## QUOTED TEXT

┏━━

Here is the code confusing me:

#include <iostream>
#include <string>
#include <vector>
using namespace std;

int main() {
    vector<int>a = {1,2,3,4,5};
    vector<int>* b = new vector<int>(6);
    b = &a;
    (*b).push_back(7);
    for (int i = 0; i <= 6; i++) {
        cout << a[i];
    }
    cout << endl;
    for (int i = 0; i <= 6; i++) {
        cout << (*b).at(i);
    }
    delete b;
}

the question is why I get this result when I run the program:

1234570
123457

Why don't I get the last zero in both of them?

6
  • 1
    b=&a; -- You've just created a memory leak with that line. Apr 10 '20 at 19:46
  • 1
    Why are you using new to create a vector? Apr 10 '20 at 19:47
  • 1
    cout<<a[i]; -- Change that to cout << a.at(i);, and then see the fireworks when i is equal to 5. Apr 10 '20 at 19:48
  • @PaulMcKenzie It's works but why? Apr 10 '20 at 19:52
  • 3
    "I just write a code to copy a vector value of another vector" - so, do that. std::vector<int> b = a; . Done. There is no reason whatsoever in this code for dynamic allocation of b. And std::vector is already dynamic internally, so putting the vector itself on the heap offers little (i.e. any) reward.

┗━━

## YOUR GOAL
Continue the thread about the C++ vector and pointer code, picking up right after its last comment. The listing that comes next is separate material and has no connection to the thread above.

## MATERIAL
┏━━

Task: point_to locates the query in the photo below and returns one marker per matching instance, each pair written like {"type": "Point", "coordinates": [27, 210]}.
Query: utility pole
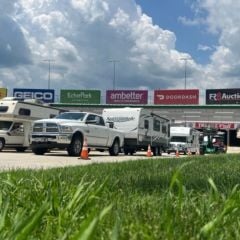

┗━━

## RESPONSE TO THIS EXERCISE
    – WhozCraig
    Apr 10 '20 at 20:28
2

First of all, you have a serious memory leak issue. You are creating a new vector on the heap memory, and then just throw it away, without cleaning it:

vector<int> *b = new vector<int>(6);
b = &a;

Whenever you use the new keyword, remember to use delete as well:

vector<int> *b = new vector<int>(6);
delete b;
b = &a;

Or simply- avoid using new from the first place, if you don't need to (And if you really need, use smart pointers):

vector<int> *b = &a;

For your question, a & b are both contain 6 elements, and when you try to print their 7th element, you trigger Undefined Behavior (UB), which means you can see any result after 123457, that you'll never be able to predict. You are actually trying to access an area of memory that might not belong to you.

To avoid this UB, you can use .size() property of your vector:

for (int i = 0; i < a.size(); i++)

Or in b:

for (int i = 0; i < b->size(); i++)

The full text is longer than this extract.